Publié par olivier rachet sur 23 Février 2025, 14:41pm

Seuls peut-être les enfants dans leurs jeux ou les romanciers disposent de cette faculté consistant à donner vie à des personnages qui n’existent pas ou plus ? Se raconter une histoire, n’est-ce pas toujours convoquer des spectres, les créer ou les recréer ? « On croit créer tandis que l’on copie ou que l’on cite ». Le dernier roman de Philippe Forest, Et personne ne sait, creuse ces questionnements en mettant en scène un peintre américain du début du siècle précédent dont la rencontre avec une petite fille dans un parc va relancer le travail. Il est surtout question d’un roman et d’un film consacré à cet artiste, Eben Adams, qui semblent se dérouler et s’écrire sous les yeux du lecteur et qui racontent, en filigrane, le récit que nous lisons. Une histoire « d’avant le temps et que répète le temps. Peut-être s’agit-il là d’une illusion. Peut-être ce temps d’avant le temps et que le temps répète n’a-t-il jamais existé ailleurs ou autrement que dans l’esprit de celui qui s’en souvient et qui l’a oublié, qui se souvient juste qu’il l’a oublié. Le présent invente le passé, il l’invente afin qu’il advienne, afin qu’il advienne dans le présent seul où ce passé possède sa place. »

Le dispositif narratif que met en place Forest ne relève pas tout à fait de la mise en abyme ni de la mise en scène : il oscille bien plutôt entre les deux, entre la réalité d’un temps disparu et le rêve d’un temps retrouvé, entre un réel générant ses propres fictions et une fiction retrouvant la face cachée du visible ou du réel. Au centre du roman se trouve l’un des tableaux du peintre représentant la petite fille rencontrée dans un parc, et cette œuvre semble ici valoir pour toutes les œuvres d’art : « Dans un tableau comme dans un roman, il y a toujours un détail auquel tout le reste se rapporte, qui ne doit son existence qu’à la fable qui l’entoure mais qui, au sein même de cette fable, fait discrètement resplendir cette petite clarté sans laquelle nulle fiction ne vaut et qui, malgré tout, dans le noir de la nuit, vient se poser sur ce qui fut la vérité de sa vie. »

## [Entrées du corpus]

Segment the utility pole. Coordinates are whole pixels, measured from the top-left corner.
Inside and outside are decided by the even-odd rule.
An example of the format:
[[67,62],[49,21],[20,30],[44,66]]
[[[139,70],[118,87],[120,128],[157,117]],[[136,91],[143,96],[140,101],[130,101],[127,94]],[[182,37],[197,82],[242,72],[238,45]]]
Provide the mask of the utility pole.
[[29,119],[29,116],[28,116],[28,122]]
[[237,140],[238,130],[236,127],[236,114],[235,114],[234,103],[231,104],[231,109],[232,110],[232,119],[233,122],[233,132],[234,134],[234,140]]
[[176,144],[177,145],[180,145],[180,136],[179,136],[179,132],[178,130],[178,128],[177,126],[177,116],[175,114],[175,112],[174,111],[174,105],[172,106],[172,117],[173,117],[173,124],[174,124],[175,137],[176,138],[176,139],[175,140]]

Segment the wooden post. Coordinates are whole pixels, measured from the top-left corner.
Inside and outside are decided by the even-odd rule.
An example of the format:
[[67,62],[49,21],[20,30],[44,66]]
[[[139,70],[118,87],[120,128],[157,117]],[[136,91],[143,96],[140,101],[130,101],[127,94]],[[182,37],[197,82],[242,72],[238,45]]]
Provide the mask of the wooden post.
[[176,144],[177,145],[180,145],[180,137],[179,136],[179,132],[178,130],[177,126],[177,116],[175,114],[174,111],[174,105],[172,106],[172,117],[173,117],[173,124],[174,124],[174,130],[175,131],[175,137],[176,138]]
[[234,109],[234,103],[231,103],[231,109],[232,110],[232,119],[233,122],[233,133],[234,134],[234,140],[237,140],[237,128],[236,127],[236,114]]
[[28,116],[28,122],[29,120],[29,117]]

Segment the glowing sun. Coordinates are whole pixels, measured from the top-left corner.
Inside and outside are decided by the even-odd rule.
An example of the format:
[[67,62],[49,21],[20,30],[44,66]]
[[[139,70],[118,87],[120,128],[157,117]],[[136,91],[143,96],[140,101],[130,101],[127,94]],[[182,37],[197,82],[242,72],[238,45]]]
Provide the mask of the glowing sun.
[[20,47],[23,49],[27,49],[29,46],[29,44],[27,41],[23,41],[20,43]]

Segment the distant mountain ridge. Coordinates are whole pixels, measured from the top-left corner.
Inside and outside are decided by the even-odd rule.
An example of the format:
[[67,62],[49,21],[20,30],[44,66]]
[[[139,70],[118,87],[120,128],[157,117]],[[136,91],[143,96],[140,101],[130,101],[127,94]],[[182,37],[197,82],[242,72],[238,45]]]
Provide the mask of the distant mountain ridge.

--

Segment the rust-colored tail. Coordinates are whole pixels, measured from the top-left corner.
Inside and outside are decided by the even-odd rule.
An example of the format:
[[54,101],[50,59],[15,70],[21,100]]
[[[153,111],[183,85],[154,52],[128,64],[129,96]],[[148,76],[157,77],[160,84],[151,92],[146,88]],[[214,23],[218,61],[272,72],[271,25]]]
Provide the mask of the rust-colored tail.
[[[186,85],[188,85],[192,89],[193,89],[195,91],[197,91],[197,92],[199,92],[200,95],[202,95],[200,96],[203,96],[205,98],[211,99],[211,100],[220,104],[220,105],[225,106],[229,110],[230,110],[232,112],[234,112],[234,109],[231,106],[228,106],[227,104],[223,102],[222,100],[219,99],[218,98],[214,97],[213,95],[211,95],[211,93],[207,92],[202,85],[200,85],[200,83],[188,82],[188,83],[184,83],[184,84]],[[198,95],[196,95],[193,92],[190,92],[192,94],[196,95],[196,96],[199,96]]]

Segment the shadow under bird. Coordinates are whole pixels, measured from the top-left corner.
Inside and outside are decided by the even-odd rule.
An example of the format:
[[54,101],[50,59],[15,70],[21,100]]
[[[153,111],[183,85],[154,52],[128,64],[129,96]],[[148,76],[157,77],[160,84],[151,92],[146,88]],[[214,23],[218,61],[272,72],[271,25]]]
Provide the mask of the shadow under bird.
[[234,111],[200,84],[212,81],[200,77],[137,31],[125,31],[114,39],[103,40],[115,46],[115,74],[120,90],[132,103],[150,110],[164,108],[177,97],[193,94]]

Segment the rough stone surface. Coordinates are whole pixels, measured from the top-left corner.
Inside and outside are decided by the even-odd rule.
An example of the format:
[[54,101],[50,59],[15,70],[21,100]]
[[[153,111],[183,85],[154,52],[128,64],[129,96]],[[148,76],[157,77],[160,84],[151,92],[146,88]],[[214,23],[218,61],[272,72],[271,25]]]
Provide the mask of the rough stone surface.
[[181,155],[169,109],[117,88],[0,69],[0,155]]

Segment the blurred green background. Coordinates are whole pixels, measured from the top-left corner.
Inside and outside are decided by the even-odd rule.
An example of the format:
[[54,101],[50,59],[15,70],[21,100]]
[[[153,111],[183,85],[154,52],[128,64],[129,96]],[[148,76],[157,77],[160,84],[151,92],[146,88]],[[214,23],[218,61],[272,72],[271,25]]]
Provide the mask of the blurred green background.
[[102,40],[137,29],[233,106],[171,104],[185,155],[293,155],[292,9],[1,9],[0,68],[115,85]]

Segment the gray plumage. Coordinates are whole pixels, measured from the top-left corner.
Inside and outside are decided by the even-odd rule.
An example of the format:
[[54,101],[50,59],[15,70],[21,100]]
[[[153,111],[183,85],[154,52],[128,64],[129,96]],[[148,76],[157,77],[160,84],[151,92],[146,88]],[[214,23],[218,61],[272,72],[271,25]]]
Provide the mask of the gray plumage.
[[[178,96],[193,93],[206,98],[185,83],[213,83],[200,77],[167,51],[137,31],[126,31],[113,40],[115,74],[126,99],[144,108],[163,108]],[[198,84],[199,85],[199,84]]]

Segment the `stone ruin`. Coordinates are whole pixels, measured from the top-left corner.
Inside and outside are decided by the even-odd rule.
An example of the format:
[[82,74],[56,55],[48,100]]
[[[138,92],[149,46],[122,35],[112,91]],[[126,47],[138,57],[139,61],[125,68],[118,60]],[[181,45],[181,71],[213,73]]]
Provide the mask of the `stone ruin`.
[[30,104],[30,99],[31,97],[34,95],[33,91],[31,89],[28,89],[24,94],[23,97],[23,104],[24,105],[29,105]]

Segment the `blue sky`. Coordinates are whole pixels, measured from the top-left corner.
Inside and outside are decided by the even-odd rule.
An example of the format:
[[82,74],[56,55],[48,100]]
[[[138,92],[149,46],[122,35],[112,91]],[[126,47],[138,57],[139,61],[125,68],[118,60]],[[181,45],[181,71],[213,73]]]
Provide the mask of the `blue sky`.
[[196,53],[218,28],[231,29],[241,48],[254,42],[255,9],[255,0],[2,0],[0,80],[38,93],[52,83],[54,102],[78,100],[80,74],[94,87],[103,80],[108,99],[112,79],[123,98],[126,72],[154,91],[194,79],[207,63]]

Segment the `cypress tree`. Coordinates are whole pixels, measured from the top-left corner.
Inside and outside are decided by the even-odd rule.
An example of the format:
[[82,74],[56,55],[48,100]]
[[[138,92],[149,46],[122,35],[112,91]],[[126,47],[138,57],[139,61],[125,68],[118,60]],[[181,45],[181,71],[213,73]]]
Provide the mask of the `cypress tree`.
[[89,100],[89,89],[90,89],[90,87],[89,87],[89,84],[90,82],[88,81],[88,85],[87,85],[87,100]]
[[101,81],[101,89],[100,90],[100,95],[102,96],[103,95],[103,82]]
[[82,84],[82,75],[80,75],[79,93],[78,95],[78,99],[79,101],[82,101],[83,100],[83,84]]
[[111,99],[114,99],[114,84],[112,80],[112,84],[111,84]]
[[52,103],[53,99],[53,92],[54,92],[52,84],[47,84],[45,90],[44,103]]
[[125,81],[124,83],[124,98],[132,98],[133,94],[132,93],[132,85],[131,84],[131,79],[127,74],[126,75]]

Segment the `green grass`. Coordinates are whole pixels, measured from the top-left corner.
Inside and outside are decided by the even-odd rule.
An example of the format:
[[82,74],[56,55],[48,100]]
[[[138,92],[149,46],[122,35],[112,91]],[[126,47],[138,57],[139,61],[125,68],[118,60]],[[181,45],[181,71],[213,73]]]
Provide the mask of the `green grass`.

## [Consigne]
Selon l'extrait cité, quel est le nom du peintre américain que met en scène le roman de Philippe Forest ? Les entrées forment un matériau distinct de l'extrait cité.

## [Réponse complète]
Il s'appelle Eben Adams.